• _Activity_: Beginning with the line that contains "blue sky >> box coords", copy each remaining line of the data below exactly.

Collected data
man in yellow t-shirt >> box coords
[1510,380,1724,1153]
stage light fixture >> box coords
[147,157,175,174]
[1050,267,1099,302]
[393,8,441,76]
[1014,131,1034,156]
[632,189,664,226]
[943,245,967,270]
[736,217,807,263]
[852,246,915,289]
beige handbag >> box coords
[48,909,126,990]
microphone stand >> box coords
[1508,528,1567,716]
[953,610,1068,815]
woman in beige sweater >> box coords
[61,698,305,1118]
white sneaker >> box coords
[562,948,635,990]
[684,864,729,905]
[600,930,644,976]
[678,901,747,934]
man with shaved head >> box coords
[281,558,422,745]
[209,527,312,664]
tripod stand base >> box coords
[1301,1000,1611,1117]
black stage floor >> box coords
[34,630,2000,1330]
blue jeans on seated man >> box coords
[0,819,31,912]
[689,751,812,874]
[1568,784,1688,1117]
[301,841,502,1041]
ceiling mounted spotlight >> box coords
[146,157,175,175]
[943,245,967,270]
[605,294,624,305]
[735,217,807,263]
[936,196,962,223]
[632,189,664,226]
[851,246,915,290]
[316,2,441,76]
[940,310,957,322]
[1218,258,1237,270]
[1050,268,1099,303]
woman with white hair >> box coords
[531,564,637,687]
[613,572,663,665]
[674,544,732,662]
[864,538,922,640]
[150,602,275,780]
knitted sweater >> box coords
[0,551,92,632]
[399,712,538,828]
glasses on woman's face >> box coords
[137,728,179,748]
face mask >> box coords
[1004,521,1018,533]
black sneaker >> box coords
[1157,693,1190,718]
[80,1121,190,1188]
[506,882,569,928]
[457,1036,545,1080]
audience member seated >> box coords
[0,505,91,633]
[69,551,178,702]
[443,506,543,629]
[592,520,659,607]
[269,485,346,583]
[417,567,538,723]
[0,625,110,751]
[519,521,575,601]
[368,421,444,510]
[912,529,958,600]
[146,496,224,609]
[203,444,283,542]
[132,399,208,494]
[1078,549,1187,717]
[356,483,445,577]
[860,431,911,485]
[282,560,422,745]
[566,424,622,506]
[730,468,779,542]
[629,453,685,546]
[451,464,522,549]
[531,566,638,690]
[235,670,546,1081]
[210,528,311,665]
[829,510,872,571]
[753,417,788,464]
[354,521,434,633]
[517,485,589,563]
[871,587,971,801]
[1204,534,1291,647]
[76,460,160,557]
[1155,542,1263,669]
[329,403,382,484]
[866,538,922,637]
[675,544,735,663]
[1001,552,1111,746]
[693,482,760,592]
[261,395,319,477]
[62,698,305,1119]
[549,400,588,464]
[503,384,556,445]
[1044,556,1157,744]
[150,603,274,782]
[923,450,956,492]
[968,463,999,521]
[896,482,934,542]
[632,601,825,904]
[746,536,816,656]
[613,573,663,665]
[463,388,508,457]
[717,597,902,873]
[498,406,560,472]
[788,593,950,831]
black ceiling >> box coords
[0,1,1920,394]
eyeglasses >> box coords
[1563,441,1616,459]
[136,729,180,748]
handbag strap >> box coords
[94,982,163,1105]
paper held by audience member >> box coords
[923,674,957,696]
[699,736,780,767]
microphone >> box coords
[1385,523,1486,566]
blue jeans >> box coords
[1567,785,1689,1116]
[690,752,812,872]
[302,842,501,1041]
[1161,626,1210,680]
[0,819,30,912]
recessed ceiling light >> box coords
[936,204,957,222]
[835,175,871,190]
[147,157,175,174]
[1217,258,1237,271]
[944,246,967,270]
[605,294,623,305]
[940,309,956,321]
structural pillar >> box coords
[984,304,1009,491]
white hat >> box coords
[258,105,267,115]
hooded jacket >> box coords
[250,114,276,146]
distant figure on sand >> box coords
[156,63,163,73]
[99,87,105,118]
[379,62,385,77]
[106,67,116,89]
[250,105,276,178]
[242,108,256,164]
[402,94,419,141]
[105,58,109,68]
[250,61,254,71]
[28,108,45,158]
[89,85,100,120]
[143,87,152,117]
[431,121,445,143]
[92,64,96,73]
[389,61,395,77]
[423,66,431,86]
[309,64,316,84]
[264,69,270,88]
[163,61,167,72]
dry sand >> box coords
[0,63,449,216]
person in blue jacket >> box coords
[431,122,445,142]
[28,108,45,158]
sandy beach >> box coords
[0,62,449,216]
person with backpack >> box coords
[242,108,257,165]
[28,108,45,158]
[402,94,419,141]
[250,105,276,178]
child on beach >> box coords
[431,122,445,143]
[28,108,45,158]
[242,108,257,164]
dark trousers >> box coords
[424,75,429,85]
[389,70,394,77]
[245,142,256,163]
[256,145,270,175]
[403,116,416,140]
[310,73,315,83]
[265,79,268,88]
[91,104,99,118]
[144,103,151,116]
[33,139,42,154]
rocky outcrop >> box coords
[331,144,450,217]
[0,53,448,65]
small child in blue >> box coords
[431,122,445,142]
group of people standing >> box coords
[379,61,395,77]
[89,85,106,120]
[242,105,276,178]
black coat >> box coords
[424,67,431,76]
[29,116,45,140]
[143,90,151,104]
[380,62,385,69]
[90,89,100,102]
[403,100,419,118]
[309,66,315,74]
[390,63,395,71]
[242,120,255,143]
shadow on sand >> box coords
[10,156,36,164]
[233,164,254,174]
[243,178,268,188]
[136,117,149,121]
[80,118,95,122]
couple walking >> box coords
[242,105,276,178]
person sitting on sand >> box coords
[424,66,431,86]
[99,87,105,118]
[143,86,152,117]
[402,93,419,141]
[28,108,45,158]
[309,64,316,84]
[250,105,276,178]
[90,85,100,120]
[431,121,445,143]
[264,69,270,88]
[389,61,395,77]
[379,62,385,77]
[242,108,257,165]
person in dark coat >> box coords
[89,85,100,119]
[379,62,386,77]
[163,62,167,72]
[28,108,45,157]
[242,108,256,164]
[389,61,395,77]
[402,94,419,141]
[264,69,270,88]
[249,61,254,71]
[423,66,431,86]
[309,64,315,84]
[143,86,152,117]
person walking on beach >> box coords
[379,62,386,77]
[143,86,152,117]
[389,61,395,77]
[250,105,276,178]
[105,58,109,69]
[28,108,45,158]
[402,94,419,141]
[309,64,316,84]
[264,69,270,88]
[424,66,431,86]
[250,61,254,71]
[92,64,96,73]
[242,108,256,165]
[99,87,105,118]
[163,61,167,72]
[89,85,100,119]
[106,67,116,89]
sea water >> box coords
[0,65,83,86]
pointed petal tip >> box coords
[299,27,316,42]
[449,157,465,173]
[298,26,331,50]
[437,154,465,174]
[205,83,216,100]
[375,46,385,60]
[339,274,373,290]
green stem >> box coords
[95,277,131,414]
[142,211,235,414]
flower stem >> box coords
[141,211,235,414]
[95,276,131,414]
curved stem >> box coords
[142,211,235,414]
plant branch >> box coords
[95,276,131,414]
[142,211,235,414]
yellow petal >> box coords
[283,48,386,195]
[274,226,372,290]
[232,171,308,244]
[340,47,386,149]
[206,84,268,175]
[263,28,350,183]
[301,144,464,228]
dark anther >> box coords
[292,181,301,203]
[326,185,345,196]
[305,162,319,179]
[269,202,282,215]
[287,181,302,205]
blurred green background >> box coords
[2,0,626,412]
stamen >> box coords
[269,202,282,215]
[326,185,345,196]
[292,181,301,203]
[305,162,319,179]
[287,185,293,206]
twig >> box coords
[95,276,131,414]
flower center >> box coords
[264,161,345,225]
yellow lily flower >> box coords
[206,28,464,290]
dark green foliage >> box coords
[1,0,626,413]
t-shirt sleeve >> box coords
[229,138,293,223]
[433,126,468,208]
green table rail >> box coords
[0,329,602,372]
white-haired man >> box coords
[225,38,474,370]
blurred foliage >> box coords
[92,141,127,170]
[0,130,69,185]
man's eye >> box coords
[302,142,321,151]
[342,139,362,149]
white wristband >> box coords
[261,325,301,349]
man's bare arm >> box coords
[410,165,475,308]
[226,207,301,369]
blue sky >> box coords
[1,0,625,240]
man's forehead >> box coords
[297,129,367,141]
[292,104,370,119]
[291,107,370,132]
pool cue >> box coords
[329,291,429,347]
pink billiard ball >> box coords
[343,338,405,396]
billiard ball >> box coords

• _The answer_:
blue sky >> box coords
[1,0,625,240]
man's forehead >> box coords
[297,129,367,141]
[292,104,370,119]
[291,107,370,132]
pool cue >> box coords
[329,291,429,347]
pink billiard ball >> box coords
[343,338,405,396]
billiard ball >> box coords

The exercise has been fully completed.